Reproduce the items below word for word, everything from the very start down to and including the line that contains "Outlines of the corrugated".

○ ○ ○ ○ ○ ○ ○

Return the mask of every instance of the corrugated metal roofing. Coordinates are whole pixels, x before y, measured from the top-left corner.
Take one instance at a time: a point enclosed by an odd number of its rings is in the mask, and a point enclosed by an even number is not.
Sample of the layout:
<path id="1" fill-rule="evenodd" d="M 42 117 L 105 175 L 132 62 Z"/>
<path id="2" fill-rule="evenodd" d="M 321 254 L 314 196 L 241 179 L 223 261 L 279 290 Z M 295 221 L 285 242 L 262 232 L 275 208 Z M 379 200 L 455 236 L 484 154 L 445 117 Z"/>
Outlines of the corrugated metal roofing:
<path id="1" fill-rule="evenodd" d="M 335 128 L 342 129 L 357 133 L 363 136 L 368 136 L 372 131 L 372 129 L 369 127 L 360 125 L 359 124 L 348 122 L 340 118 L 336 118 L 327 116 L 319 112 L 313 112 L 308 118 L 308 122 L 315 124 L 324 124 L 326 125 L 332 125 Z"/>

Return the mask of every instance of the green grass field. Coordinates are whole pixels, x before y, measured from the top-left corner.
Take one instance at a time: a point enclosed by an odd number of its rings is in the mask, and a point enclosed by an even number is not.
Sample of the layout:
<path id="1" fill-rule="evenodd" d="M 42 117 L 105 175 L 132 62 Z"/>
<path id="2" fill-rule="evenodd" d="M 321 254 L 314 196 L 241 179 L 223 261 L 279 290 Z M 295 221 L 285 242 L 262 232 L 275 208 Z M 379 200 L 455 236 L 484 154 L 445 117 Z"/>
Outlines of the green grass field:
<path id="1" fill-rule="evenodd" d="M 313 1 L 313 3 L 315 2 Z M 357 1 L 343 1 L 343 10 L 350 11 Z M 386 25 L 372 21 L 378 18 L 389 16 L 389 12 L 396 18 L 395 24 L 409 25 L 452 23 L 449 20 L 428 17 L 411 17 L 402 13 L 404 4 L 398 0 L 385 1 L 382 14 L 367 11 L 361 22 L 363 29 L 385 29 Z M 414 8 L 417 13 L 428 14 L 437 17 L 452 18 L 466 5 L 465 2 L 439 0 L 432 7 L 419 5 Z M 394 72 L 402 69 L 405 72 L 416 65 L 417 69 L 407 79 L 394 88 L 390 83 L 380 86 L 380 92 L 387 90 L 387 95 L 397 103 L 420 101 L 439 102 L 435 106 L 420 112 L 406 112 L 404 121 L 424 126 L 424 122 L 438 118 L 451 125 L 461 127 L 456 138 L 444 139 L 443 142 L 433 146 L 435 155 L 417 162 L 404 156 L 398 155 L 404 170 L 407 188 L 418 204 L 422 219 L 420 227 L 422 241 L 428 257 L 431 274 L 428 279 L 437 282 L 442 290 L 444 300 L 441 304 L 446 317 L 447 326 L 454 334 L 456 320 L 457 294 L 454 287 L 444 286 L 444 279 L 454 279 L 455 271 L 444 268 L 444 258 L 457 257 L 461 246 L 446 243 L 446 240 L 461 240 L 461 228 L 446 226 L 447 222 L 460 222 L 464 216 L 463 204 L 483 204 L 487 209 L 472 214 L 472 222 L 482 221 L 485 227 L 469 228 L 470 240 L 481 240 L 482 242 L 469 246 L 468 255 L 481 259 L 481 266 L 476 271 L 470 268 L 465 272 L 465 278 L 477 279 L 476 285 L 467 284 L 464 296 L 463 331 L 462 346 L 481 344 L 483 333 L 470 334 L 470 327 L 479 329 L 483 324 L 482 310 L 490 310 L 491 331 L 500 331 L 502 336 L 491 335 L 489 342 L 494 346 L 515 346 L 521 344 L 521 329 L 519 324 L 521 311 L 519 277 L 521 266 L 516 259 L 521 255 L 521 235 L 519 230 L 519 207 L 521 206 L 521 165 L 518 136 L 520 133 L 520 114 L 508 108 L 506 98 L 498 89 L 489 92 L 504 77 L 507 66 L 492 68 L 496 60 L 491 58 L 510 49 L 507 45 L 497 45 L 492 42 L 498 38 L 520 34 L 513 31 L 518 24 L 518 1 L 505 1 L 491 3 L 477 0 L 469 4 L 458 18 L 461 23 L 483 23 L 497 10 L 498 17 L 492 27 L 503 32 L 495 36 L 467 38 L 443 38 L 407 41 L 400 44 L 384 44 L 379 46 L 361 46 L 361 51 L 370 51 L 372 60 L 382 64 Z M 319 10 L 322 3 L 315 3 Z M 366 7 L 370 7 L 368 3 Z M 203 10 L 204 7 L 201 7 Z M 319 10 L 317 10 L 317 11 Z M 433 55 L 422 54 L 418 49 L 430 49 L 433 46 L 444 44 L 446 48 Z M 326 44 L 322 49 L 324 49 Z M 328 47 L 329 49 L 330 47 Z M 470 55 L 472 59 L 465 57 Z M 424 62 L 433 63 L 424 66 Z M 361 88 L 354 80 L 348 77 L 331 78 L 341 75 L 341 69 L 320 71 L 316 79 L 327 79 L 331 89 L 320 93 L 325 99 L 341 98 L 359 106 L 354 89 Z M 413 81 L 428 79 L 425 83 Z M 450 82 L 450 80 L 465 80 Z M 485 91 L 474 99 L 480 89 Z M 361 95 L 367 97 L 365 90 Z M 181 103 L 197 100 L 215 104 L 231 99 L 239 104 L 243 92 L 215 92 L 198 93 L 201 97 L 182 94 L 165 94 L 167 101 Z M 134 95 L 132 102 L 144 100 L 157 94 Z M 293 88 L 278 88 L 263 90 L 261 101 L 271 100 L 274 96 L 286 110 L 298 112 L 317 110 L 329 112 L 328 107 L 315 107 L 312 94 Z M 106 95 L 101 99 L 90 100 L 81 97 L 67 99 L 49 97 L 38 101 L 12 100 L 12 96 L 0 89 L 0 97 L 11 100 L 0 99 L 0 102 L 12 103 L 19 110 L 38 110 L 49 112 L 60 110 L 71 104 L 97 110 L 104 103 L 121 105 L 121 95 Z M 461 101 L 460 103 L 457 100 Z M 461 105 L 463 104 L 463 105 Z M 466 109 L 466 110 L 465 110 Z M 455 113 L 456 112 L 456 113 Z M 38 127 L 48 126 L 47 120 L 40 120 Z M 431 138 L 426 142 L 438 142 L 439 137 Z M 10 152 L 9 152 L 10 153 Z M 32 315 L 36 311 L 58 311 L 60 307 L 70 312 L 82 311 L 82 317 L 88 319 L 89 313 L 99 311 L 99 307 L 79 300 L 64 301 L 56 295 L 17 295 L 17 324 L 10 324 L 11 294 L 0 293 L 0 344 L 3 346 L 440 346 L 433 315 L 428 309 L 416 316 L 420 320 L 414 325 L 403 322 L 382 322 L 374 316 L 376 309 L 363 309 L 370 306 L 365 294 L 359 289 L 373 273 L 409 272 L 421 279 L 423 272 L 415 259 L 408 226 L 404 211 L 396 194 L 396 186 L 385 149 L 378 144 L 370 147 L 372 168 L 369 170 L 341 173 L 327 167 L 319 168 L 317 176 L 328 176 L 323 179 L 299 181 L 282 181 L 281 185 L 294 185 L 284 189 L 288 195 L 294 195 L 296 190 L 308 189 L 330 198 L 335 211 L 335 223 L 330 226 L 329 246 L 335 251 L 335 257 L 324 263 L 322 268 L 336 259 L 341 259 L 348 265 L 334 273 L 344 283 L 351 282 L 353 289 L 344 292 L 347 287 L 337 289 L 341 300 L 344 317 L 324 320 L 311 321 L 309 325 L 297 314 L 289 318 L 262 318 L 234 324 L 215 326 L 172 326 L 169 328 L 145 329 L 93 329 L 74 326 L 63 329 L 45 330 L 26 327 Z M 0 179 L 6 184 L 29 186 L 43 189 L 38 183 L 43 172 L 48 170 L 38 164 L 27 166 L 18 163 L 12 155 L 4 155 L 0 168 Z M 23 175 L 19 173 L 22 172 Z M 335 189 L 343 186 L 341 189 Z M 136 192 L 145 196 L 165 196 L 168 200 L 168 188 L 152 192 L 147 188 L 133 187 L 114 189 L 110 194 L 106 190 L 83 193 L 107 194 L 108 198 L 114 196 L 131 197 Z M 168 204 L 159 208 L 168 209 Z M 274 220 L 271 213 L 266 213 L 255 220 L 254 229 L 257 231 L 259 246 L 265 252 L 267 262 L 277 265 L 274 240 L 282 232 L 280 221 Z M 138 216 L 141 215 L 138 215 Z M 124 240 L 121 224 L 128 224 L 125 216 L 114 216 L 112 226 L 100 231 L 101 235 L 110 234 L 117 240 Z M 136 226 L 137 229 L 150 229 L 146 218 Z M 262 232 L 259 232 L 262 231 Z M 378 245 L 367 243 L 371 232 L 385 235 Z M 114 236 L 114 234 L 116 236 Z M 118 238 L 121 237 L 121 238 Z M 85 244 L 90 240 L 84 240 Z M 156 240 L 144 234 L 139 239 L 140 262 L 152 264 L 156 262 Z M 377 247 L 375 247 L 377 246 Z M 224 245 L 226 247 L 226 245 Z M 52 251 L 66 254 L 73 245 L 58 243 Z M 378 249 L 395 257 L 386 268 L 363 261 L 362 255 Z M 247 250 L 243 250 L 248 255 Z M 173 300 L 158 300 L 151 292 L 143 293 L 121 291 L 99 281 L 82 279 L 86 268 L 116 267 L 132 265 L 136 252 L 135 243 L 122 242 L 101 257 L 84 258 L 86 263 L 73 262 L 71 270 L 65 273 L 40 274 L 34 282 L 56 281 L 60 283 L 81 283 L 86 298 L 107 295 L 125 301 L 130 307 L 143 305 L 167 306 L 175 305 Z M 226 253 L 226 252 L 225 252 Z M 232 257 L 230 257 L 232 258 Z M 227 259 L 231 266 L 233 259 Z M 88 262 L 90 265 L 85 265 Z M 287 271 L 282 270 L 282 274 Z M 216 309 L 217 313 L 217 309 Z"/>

○ ○ ○ ○ ○ ○ ○

- **WORKED ANSWER**
Return the mask of every instance of the corrugated metal roofing. Coordinates are whole pixels, x before y, measured from the top-left corner.
Take one instance at a time: a point enclosed by an odd number of its rings is in the mask, and a point enclosed by an even number is not.
Sample of the layout:
<path id="1" fill-rule="evenodd" d="M 42 117 L 105 175 L 132 62 Z"/>
<path id="2" fill-rule="evenodd" d="M 321 254 L 314 196 L 241 179 L 223 261 L 279 290 Z M 295 221 L 285 242 L 262 232 L 275 208 Z M 379 200 L 455 236 L 484 154 L 445 117 Z"/>
Outlines of the corrugated metal roofing:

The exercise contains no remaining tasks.